▸ Goal: Copy out, character for character, the lines of the listing below from the line with "Where can you see the bare tree branch" to the line with "point(73, 19)", both included.

>>>>

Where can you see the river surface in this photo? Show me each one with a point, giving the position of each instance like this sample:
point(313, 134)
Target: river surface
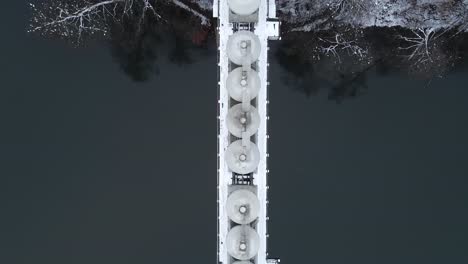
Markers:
point(97, 168)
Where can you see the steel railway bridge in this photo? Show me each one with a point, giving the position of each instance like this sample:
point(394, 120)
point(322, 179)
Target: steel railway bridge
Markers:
point(243, 30)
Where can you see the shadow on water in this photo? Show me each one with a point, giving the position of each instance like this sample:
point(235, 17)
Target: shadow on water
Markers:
point(344, 75)
point(143, 49)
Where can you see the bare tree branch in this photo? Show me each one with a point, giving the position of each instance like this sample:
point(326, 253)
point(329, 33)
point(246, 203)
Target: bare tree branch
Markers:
point(74, 18)
point(336, 45)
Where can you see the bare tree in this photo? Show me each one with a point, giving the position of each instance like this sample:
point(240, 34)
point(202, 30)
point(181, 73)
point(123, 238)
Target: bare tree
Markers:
point(419, 44)
point(349, 7)
point(339, 44)
point(73, 19)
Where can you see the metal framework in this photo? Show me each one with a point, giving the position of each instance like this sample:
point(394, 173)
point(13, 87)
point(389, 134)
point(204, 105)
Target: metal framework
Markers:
point(265, 25)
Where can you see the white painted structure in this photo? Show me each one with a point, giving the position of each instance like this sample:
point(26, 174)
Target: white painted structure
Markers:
point(244, 28)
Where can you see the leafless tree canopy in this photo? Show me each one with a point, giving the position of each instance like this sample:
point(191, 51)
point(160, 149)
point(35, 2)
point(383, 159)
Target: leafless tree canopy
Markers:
point(75, 19)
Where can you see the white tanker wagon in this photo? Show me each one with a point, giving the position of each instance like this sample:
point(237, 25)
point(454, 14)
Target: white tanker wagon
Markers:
point(244, 28)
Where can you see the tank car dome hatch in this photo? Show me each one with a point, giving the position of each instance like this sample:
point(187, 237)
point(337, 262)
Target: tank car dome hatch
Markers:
point(244, 7)
point(238, 121)
point(239, 81)
point(242, 207)
point(243, 45)
point(242, 242)
point(240, 159)
point(242, 262)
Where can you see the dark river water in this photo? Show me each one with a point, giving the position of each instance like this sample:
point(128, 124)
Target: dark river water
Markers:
point(97, 168)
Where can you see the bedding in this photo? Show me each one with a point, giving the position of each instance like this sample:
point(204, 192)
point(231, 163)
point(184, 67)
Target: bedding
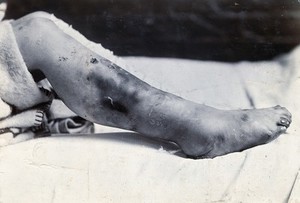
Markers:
point(119, 166)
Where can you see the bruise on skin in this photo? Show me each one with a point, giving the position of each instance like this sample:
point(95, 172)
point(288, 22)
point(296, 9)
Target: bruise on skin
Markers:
point(107, 102)
point(62, 58)
point(244, 117)
point(94, 61)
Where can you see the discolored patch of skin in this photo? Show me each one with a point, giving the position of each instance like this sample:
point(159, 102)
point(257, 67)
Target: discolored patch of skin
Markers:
point(106, 94)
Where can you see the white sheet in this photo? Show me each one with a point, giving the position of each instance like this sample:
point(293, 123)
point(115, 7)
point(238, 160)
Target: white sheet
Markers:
point(118, 166)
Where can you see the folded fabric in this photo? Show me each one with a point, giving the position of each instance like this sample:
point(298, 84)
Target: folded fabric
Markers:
point(70, 125)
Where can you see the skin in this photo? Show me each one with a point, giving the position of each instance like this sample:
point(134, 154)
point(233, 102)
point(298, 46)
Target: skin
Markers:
point(100, 91)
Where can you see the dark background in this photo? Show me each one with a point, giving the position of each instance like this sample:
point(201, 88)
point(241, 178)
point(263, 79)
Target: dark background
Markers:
point(223, 30)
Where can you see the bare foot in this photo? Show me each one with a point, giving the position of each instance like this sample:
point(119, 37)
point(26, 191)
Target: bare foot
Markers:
point(222, 132)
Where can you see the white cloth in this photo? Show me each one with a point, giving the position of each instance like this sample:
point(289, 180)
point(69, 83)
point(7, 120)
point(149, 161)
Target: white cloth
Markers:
point(16, 83)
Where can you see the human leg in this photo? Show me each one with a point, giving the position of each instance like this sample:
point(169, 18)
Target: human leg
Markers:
point(102, 92)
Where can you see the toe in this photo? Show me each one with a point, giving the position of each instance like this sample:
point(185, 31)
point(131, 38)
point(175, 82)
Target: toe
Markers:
point(284, 122)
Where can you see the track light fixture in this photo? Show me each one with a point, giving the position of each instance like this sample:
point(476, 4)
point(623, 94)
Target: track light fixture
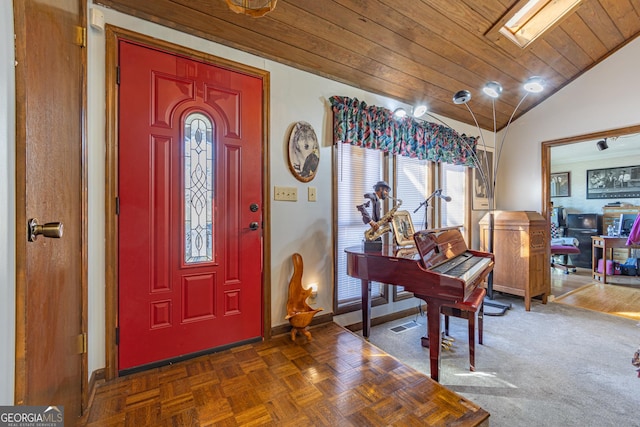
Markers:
point(399, 113)
point(492, 89)
point(419, 110)
point(461, 97)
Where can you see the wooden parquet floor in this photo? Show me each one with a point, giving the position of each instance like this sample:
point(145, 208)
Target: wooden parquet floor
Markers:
point(623, 301)
point(337, 379)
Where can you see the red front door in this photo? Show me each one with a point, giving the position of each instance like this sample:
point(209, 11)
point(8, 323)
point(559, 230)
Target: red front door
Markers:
point(190, 206)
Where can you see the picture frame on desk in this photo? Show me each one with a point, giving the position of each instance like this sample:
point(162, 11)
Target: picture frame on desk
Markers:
point(560, 184)
point(403, 228)
point(621, 182)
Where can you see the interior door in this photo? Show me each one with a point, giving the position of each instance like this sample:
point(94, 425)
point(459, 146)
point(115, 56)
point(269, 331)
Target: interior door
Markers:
point(49, 178)
point(190, 207)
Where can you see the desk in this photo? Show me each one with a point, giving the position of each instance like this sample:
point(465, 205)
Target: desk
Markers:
point(607, 244)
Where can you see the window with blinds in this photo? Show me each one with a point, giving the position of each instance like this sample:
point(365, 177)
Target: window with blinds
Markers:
point(358, 169)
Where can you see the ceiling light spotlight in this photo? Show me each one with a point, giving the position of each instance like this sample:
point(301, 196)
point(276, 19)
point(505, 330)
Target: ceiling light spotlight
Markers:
point(492, 89)
point(534, 84)
point(399, 113)
point(419, 110)
point(461, 97)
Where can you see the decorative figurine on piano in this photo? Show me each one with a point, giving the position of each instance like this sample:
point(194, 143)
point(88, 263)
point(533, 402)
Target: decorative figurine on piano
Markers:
point(379, 225)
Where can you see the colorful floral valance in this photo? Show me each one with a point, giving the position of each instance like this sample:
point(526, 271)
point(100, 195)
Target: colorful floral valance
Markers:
point(356, 123)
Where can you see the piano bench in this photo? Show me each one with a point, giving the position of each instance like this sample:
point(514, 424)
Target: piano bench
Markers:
point(468, 310)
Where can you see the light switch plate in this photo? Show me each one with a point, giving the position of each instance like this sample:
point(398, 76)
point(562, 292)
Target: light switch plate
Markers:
point(288, 194)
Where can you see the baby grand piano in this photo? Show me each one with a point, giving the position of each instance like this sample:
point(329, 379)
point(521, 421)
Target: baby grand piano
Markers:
point(439, 270)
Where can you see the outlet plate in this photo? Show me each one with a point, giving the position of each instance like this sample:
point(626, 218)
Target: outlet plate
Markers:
point(288, 194)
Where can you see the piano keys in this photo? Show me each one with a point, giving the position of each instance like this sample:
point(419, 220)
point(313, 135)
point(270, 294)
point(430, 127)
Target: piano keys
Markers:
point(416, 271)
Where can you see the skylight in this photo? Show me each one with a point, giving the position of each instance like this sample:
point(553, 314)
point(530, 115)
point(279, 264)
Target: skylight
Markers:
point(529, 19)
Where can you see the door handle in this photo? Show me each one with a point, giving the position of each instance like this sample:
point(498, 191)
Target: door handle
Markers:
point(50, 229)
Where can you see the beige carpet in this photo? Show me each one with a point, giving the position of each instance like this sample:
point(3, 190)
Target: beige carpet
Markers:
point(618, 300)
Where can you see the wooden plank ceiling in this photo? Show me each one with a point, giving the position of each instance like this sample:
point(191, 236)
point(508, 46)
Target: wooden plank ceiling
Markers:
point(416, 51)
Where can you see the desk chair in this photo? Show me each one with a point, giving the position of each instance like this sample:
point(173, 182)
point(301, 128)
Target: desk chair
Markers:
point(564, 251)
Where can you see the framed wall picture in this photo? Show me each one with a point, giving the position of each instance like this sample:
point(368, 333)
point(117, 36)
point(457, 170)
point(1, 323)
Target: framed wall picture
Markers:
point(403, 228)
point(304, 152)
point(560, 184)
point(613, 183)
point(480, 190)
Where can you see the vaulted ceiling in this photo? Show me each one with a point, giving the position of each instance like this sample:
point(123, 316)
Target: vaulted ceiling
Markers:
point(414, 51)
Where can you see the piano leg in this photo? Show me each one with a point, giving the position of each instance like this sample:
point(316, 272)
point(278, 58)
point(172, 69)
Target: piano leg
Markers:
point(433, 324)
point(366, 307)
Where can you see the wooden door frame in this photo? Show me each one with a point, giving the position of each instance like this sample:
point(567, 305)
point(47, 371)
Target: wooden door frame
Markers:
point(22, 87)
point(113, 36)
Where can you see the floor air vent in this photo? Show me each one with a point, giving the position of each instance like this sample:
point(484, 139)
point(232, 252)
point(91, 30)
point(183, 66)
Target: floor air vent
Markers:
point(404, 327)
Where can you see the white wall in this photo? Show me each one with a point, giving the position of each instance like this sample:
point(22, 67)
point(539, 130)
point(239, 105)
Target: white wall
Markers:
point(606, 97)
point(7, 204)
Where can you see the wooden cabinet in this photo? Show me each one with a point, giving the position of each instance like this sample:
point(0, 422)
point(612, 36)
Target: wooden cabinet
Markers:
point(521, 253)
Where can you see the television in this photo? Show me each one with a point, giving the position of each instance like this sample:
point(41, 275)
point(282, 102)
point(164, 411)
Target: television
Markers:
point(625, 224)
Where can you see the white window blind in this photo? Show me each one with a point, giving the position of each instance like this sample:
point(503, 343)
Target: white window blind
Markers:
point(413, 188)
point(454, 185)
point(358, 171)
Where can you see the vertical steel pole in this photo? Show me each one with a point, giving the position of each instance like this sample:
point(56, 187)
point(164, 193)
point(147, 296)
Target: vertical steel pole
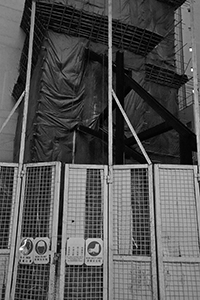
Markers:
point(110, 128)
point(12, 268)
point(110, 154)
point(195, 84)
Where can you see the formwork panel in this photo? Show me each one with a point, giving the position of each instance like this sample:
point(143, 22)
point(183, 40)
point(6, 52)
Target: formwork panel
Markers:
point(133, 234)
point(177, 214)
point(38, 218)
point(83, 218)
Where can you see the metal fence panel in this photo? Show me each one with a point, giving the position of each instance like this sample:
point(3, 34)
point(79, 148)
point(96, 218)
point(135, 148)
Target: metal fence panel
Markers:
point(177, 215)
point(83, 219)
point(8, 184)
point(134, 270)
point(38, 218)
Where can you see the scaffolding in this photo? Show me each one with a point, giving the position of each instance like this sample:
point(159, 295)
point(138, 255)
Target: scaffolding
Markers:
point(126, 231)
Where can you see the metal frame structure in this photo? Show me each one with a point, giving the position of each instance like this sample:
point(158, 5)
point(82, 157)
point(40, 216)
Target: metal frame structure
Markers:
point(177, 227)
point(83, 184)
point(41, 183)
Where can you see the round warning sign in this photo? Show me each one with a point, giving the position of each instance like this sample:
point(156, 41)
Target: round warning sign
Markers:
point(41, 247)
point(41, 250)
point(26, 246)
point(94, 248)
point(94, 252)
point(26, 251)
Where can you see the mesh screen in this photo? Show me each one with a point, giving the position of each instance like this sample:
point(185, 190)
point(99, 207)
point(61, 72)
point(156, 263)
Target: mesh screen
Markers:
point(7, 190)
point(178, 213)
point(182, 281)
point(3, 274)
point(32, 281)
point(179, 233)
point(38, 202)
point(84, 219)
point(132, 280)
point(83, 282)
point(132, 274)
point(131, 212)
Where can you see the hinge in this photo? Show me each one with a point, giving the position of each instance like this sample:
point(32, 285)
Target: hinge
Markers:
point(22, 173)
point(109, 179)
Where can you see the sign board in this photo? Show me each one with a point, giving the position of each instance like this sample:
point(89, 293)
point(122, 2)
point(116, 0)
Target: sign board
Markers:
point(94, 252)
point(41, 250)
point(26, 251)
point(75, 251)
point(34, 250)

<<<<

▸ The result:
Where can you see the bare tree branch in this photo? Show me each one with a point, giving the position of each instance like this sample:
point(326, 253)
point(329, 33)
point(246, 203)
Target: bare tree branch
Markers:
point(74, 18)
point(336, 45)
Where can you see the bare tree in this photo? Show me each one with a point, giving the position of each instance like this sample:
point(240, 34)
point(202, 30)
point(181, 73)
point(123, 238)
Target: bare tree
Markers:
point(419, 44)
point(349, 7)
point(339, 44)
point(73, 19)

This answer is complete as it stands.